Task details:
Starting at the line that contains "Target: black cowboy hat" and ending at the last line of the listing, rewrite the listing with every "dot" changed to "point" and nothing else altered.

§ §

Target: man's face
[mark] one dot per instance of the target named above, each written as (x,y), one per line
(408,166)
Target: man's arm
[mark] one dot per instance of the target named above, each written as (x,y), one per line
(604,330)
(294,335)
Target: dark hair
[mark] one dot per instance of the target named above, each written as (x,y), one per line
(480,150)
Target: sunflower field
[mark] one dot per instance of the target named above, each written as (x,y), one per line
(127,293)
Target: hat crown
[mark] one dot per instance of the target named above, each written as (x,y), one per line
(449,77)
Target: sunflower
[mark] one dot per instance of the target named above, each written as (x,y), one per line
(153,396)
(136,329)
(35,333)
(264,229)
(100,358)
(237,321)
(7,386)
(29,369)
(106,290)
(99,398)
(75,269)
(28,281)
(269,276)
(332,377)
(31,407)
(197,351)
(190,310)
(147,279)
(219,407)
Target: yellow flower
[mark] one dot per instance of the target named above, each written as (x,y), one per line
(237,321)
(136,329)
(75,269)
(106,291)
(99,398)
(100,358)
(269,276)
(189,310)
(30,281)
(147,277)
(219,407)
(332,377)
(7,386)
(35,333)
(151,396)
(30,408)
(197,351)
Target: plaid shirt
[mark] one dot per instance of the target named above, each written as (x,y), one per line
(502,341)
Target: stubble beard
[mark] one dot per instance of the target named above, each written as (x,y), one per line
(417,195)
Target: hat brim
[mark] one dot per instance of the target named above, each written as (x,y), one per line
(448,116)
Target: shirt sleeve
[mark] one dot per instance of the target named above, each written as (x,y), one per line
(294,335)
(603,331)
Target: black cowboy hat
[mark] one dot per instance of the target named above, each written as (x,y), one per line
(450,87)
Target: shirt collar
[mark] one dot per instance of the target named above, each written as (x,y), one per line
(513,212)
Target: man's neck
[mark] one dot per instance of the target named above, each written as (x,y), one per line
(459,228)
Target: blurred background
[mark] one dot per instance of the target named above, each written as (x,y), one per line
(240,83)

§ §

Written answer:
Target: black cowboy hat
[mark] one point per instance of the target named above, each written as (x,y), one per line
(450,87)
Target: shirt collar
[mark] one point per instance of the target named above, each written as (x,y), one per line
(513,212)
Target: man's neck
[mark] one point per instance of the target named above, each written as (x,y), one per line
(459,228)
Target: blurred background
[mark] one point per instance of the target named above, each written as (x,y), one per line
(240,83)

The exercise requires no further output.